-- Material supplied follows --

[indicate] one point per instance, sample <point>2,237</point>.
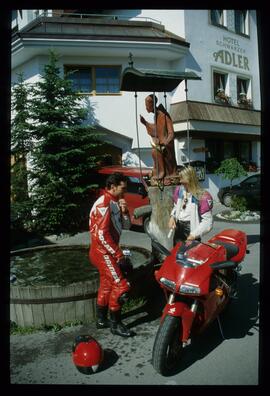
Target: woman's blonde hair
<point>189,176</point>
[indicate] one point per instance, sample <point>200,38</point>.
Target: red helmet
<point>87,354</point>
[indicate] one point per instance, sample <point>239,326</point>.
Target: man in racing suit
<point>108,216</point>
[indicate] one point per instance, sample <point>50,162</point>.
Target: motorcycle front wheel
<point>167,349</point>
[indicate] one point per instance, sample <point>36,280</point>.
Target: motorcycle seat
<point>231,249</point>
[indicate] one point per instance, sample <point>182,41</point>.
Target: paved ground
<point>45,357</point>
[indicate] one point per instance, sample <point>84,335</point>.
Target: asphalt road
<point>45,357</point>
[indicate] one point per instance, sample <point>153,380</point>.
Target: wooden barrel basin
<point>63,288</point>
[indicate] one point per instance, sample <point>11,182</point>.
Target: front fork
<point>183,311</point>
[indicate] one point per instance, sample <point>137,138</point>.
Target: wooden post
<point>161,201</point>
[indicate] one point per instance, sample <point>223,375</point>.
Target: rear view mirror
<point>142,191</point>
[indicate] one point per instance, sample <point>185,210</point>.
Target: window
<point>217,17</point>
<point>107,80</point>
<point>81,80</point>
<point>219,84</point>
<point>218,150</point>
<point>241,22</point>
<point>134,186</point>
<point>243,92</point>
<point>94,79</point>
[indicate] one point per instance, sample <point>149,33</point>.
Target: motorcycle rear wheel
<point>167,349</point>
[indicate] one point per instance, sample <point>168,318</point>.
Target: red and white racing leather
<point>105,223</point>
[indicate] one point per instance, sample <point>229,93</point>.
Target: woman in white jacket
<point>191,216</point>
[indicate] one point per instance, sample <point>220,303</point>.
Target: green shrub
<point>239,203</point>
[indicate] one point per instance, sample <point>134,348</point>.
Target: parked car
<point>250,188</point>
<point>136,194</point>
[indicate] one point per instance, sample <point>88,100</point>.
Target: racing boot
<point>117,327</point>
<point>102,321</point>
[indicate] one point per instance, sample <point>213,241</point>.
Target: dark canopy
<point>144,80</point>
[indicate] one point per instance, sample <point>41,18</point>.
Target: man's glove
<point>125,265</point>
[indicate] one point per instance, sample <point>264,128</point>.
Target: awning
<point>145,80</point>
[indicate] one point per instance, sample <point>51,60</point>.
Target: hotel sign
<point>231,54</point>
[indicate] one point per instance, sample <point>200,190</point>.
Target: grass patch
<point>133,303</point>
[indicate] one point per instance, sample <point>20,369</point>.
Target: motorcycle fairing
<point>181,310</point>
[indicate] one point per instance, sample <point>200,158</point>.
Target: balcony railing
<point>60,13</point>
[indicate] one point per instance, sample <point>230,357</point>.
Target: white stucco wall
<point>214,39</point>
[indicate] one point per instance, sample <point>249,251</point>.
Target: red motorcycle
<point>198,280</point>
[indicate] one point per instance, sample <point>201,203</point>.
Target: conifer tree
<point>63,155</point>
<point>21,144</point>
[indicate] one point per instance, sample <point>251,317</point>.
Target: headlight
<point>189,289</point>
<point>168,283</point>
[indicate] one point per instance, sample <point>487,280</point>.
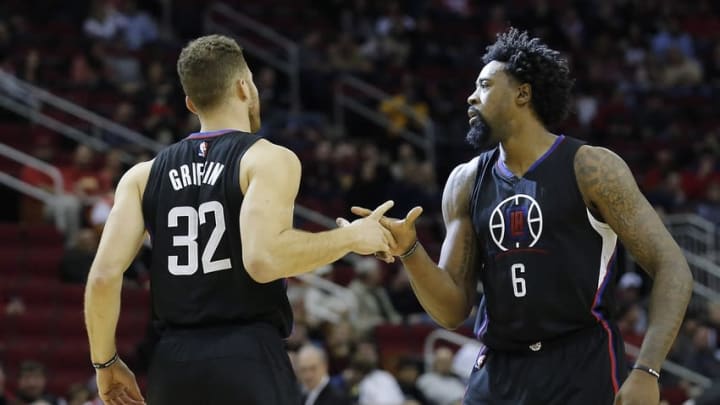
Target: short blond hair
<point>207,67</point>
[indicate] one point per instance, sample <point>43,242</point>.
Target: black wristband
<point>648,370</point>
<point>107,364</point>
<point>410,251</point>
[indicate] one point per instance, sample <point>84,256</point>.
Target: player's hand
<point>403,230</point>
<point>640,388</point>
<point>370,235</point>
<point>117,385</point>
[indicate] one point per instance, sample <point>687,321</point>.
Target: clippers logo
<point>202,149</point>
<point>516,223</point>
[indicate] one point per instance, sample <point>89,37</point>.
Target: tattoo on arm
<point>609,187</point>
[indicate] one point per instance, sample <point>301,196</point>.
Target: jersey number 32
<point>195,219</point>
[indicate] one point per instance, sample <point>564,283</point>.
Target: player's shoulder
<point>593,161</point>
<point>459,185</point>
<point>264,152</point>
<point>463,175</point>
<point>137,176</point>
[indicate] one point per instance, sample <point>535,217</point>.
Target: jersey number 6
<point>518,282</point>
<point>195,219</point>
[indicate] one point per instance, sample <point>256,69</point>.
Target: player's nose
<point>472,99</point>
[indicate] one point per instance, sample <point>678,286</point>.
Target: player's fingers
<point>384,256</point>
<point>413,215</point>
<point>124,398</point>
<point>389,238</point>
<point>382,209</point>
<point>360,211</point>
<point>134,393</point>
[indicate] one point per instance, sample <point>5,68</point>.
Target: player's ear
<point>524,94</point>
<point>190,106</point>
<point>242,89</point>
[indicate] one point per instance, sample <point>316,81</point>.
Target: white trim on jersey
<point>609,238</point>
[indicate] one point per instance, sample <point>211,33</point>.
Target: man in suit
<point>312,369</point>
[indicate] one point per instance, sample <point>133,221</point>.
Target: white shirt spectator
<point>441,389</point>
<point>380,388</point>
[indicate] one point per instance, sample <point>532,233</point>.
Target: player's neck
<point>225,118</point>
<point>525,145</point>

-- Material supplied concluded --

## Directions
The records above must be printed exactly; the pictures stay out.

## Solution
[indicate] one point per instance, sample <point>2,237</point>.
Target: woman's blonde hair
<point>189,176</point>
[indicate] one point per instance, sample <point>200,38</point>.
Target: red helmet
<point>87,354</point>
[indicate] one point per instance, sample <point>239,326</point>.
Target: man in racing suit
<point>108,216</point>
[indicate] one point per instance, sample <point>50,162</point>.
Target: motorcycle front wheel
<point>167,349</point>
[indicate] one point per instance, sample <point>36,280</point>.
Target: motorcycle seat
<point>231,249</point>
[indicate] one point per instance, sample <point>182,41</point>.
Target: paved ground
<point>45,357</point>
[indicate] one point per instance, sample <point>84,335</point>.
Target: asphalt road
<point>45,357</point>
[indicate] one point per instance, sample <point>153,380</point>.
Target: wooden barrel basin
<point>63,288</point>
[indicate] one point per instance, sample <point>11,182</point>.
Target: front fork
<point>183,311</point>
[indicate] one point per instance, sample <point>137,138</point>.
Target: wooden post
<point>161,201</point>
[indicate] one point per instance, sample <point>223,375</point>.
Target: rear view mirror
<point>142,191</point>
[indicate] one point per instance, sample <point>185,210</point>.
Target: window
<point>217,17</point>
<point>107,80</point>
<point>81,80</point>
<point>219,84</point>
<point>218,150</point>
<point>241,22</point>
<point>134,186</point>
<point>243,92</point>
<point>94,79</point>
[indicate] one point per instance, sample <point>149,33</point>.
Target: motorcycle rear wheel
<point>167,349</point>
[indicate] one point per instance, sample <point>168,318</point>.
Target: red and white racing leather
<point>105,223</point>
[indicate] one point per instance, sample <point>229,93</point>.
Target: woman in white jacket
<point>191,216</point>
[indicate] one point per instance, sample <point>220,303</point>.
Target: green shrub
<point>239,203</point>
[indicate] one point per instance, sample <point>134,348</point>.
Target: parked car
<point>250,188</point>
<point>136,194</point>
[indicate] one point per instance, sample <point>88,100</point>.
Target: racing boot
<point>117,327</point>
<point>102,321</point>
[indicate] one point per instance, sample <point>213,241</point>.
Target: dark canopy
<point>144,80</point>
[indicate] one point per instance, sample <point>41,18</point>.
Target: man's glove
<point>125,265</point>
[indicate] one point per instance, sample <point>264,128</point>.
Target: awning
<point>145,80</point>
[indicate] one point per instance, sample <point>51,60</point>.
Target: hotel sign
<point>231,54</point>
[indicate] one point per instance, sample <point>200,190</point>.
Target: grass patch
<point>133,303</point>
[indicate] one point per instance, sample <point>20,369</point>.
Target: motorcycle fairing
<point>181,310</point>
[indicate] one point per instance, sample <point>200,158</point>.
Target: balcony railing
<point>60,13</point>
[indicate] one point per instance, sample <point>230,357</point>.
Target: white stucco wall
<point>214,39</point>
[indicate] one point per instance, sample <point>249,251</point>.
Target: red motorcycle
<point>198,280</point>
[indicate] one point per instance, sample <point>201,203</point>.
Target: conifer tree
<point>63,155</point>
<point>21,144</point>
[indicate] one point per instance, sample <point>251,317</point>.
Target: headlight
<point>189,289</point>
<point>168,283</point>
[indicate] one point per instance, sample <point>487,280</point>.
Target: short blond hair
<point>207,67</point>
[indicate] one point per instance, sample <point>43,242</point>.
Target: black wristband
<point>648,370</point>
<point>107,364</point>
<point>410,251</point>
[indicate] one point per instance, sample <point>84,256</point>.
Target: player's hand
<point>403,230</point>
<point>640,388</point>
<point>370,235</point>
<point>117,385</point>
[indicate] one point per instance, sample <point>687,321</point>.
Target: clippers logo
<point>202,149</point>
<point>516,223</point>
[indicate] one point per instance, sample <point>89,37</point>.
Target: tattoo on arm
<point>609,187</point>
[indicate] one point per instance, sample <point>301,196</point>.
Target: jersey number 32
<point>195,219</point>
[indicate] one point per instance, sample <point>564,283</point>.
Target: player's shoulder
<point>593,161</point>
<point>459,185</point>
<point>264,152</point>
<point>463,175</point>
<point>137,176</point>
[indicate] one point per instance, sample <point>535,217</point>.
Target: jersey number 6
<point>518,282</point>
<point>195,219</point>
[indicate] one point per instance, sample <point>256,69</point>.
Target: player's nose
<point>472,99</point>
[indicate] one point per instance, sample <point>678,286</point>.
Target: player's fingers
<point>384,256</point>
<point>413,215</point>
<point>124,398</point>
<point>389,238</point>
<point>382,209</point>
<point>360,211</point>
<point>134,393</point>
[indicate] one point per instance, sample <point>5,68</point>.
Target: player's ear
<point>524,94</point>
<point>190,106</point>
<point>242,89</point>
[indicate] one point per instance, sample <point>316,81</point>.
Target: white trim on jersey
<point>609,238</point>
[indicate] one point per instance, sample <point>211,33</point>.
Target: man in suit
<point>312,369</point>
[indicate] one point per instance, sample <point>133,221</point>.
Target: white shirt spectator
<point>441,389</point>
<point>380,388</point>
[indicate] one point per instance, sample <point>532,233</point>.
Target: player's neck
<point>225,118</point>
<point>525,145</point>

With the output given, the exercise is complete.